* _Your assignment_
Copy out each line of the entries where the word "Mark" is present.

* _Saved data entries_
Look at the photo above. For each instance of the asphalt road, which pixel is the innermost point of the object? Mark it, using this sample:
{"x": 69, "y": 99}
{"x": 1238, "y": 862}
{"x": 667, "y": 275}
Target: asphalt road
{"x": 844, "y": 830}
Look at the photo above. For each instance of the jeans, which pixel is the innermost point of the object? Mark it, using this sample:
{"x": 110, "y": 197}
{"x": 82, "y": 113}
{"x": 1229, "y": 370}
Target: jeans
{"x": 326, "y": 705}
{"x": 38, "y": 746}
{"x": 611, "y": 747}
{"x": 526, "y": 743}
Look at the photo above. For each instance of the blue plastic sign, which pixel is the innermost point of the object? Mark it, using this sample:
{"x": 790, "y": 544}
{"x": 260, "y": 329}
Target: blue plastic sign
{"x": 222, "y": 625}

* _Response area_
Look at the photo above. For each instance of the asphalt road, which pixel is the innermost point of the object? Mark it, using this sample:
Look at the photo above. For each instance of the jeans, which pixel is the innermost point of the object? Mark it, using this sample:
Look at the photo above. For each instance of the blue plastic sign, which pixel is the innermost point of the object? Mark it, using this sample:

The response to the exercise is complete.